Exercise instructions: Write out the rows below as a numbered list, dropping any blank lines and leaving out the pictures.

(Dataset excerpts on pointing at objects)

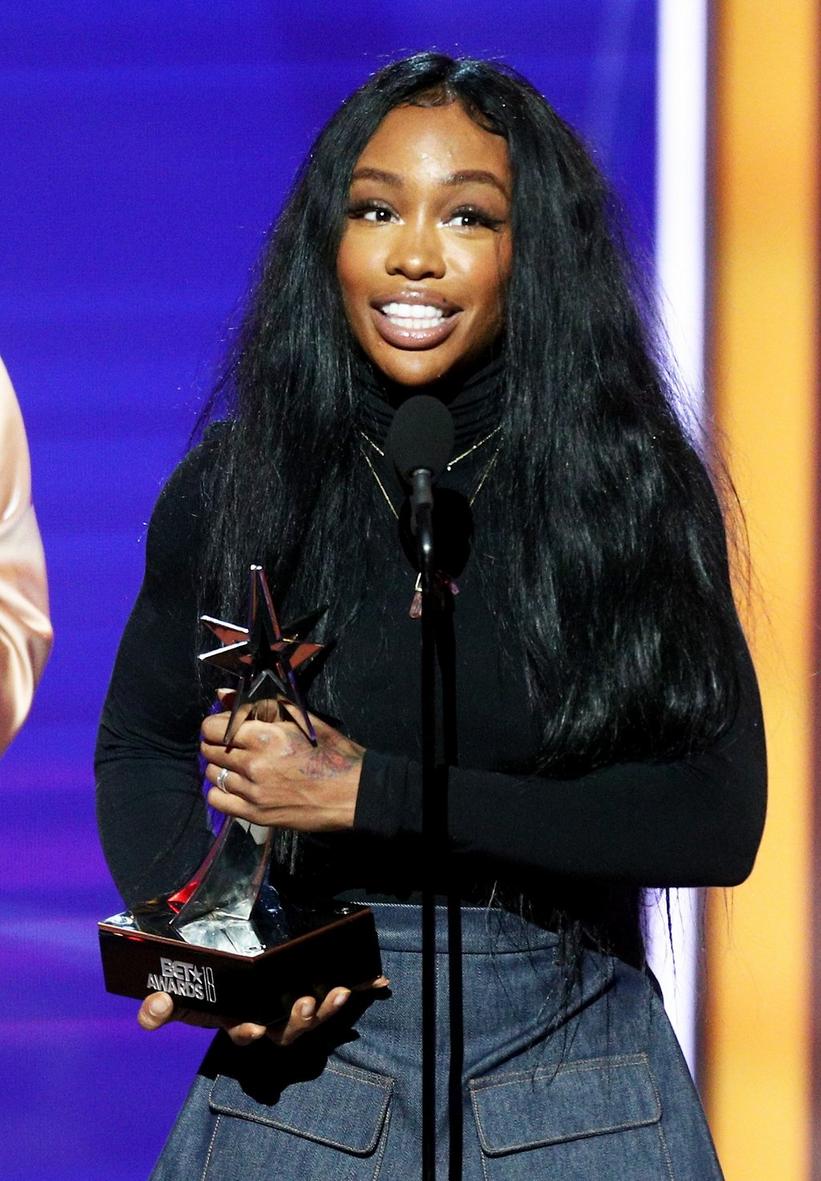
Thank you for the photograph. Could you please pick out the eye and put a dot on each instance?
(372, 211)
(470, 217)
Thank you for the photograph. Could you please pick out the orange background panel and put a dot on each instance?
(763, 376)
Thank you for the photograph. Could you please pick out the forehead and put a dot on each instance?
(414, 141)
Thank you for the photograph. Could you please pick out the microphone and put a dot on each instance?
(419, 443)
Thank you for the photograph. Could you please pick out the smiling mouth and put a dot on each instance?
(414, 325)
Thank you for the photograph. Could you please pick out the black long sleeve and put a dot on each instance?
(150, 807)
(694, 821)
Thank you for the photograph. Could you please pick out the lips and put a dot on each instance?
(415, 319)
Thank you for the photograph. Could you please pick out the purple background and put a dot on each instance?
(145, 148)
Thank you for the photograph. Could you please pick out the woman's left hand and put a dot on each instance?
(274, 776)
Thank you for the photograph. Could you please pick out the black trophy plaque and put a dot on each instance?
(227, 943)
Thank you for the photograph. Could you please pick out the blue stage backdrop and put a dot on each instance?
(145, 149)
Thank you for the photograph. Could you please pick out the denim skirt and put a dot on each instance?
(568, 1081)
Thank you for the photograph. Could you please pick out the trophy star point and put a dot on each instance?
(262, 652)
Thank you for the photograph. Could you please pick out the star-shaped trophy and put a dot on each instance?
(226, 940)
(264, 658)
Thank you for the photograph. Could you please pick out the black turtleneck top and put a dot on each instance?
(598, 836)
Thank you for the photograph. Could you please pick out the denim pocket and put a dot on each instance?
(580, 1120)
(330, 1127)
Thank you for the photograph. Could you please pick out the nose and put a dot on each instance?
(416, 252)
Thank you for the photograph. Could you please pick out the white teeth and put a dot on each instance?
(414, 315)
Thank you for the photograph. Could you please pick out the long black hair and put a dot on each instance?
(610, 524)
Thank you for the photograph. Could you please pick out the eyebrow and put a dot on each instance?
(466, 176)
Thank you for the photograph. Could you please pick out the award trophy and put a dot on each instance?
(227, 943)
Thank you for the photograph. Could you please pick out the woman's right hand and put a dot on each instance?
(157, 1010)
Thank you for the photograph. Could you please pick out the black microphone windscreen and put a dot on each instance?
(421, 436)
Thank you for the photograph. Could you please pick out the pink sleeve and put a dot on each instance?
(25, 630)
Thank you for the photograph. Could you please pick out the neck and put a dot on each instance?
(474, 402)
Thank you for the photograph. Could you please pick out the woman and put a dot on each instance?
(449, 234)
(25, 627)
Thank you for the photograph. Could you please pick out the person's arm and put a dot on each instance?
(25, 630)
(150, 808)
(692, 822)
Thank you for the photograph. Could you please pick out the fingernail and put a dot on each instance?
(160, 1006)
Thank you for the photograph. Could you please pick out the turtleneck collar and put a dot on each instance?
(474, 403)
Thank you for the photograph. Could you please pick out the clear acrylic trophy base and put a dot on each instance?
(227, 944)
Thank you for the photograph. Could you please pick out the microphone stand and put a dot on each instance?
(422, 503)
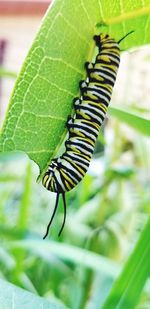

Written answer:
1. Thank you for the photograph. Could you please pick out the eye and put a dot on each instance?
2. (372, 211)
3. (470, 217)
4. Thank you for the photograph. Could you please pick out the orange background panel and put a dot on each instance?
5. (763, 376)
6. Thank you for the photograph. Could you please pick out the forehead and put a dot on each instance?
7. (414, 141)
8. Thank you for the photograph. Could you please pick out the microphone and put a dot on each instance?
9. (419, 443)
10. Thank you for the photograph. Could you please pick out the smiling mouth and put a dot on each instance?
11. (414, 325)
12. Thank you for the photograph. Could you please pick out the black long sleeve and put a dot on each instance?
13. (150, 807)
14. (694, 821)
15. Thank you for the photograph. Could you please pick out the lips and put a dot on each instance?
16. (415, 319)
17. Thank you for the photograph. Could you please pick out the purple background and put a dot on each instance?
18. (145, 148)
19. Thank you for the photograph. Could you please pick out the woman's left hand and put a dot on each instance?
20. (274, 776)
21. Thank you for the photograph. Could you please pick out the black trophy plaque and put a dot on each instance?
22. (227, 943)
23. Thank you for the photograph. Could you please pick out the blue stage backdrop and put a dot on each instance?
24. (145, 149)
25. Thank you for the photograph. Could you please pick out the denim skirt and put a dot on each instance?
26. (568, 1081)
27. Thank you for the photograph. Could you please pick out the trophy star point and put a dot on each instance?
28. (262, 652)
29. Thank you for the photograph. Could you please pick out the star-shaped trophy and put a dot on each instance?
30. (226, 940)
31. (264, 658)
32. Thank you for the photograph. Could you please pick out the black turtleneck top and put a dot on each instance?
33. (598, 836)
34. Thank you for the photograph. Could you please pick out the denim pocket and put a dot on each instance?
35. (580, 1120)
36. (330, 1127)
37. Thank you for the photograph. Could you please pick out the nose and put a dot on each instance?
38. (416, 252)
39. Thank you for the photograph. Could you please pick out the white teeth and put a dot on each instance?
40. (414, 315)
41. Thank you for the photograph. Could you please pick out the long black hair and put a dot on each instance?
42. (610, 524)
43. Thank you for the photograph. Could you please pick out the eyebrow and put a dot on each instance?
44. (466, 176)
45. Thank you for the photograph. Could you please pick out the award trophy and put a dot on each instance?
46. (227, 943)
47. Thank you for the photograph. Could you please pick out the woman's right hand and put a dot on each instance?
48. (157, 1010)
49. Thank you for the photograph. Could you please pick out the black microphone windscreen and put a dot on each instance?
50. (421, 436)
51. Thank you for the photograph. Could you please pick out the pink sleeve and put a dot on each instance?
52. (25, 630)
53. Thank you for the photograph. Could you please pick out the neck and put a dot on each instance?
54. (474, 402)
55. Thank you for the photograph. Could you please pick out the woman and put a dot on each instance?
56. (449, 234)
57. (25, 627)
58. Thank you for the photograph. Could you please pick out the person's arm and put a dot on each instance?
59. (25, 630)
60. (150, 808)
61. (692, 822)
62. Thank you for the photograph. Could you please pick out the fingernail and put a dot on each instance?
63. (160, 1006)
64. Thank you for the photograph. Could you please pick out the turtleneck collar and put a dot on each instance?
65. (474, 403)
66. Thank you for the photograph. Could you please pick out the clear acrylic trophy base and put a dot on each instance?
67. (227, 944)
68. Thank you for the photograph. Could you please pick out the microphone stand and put a dot on each instance?
69. (422, 503)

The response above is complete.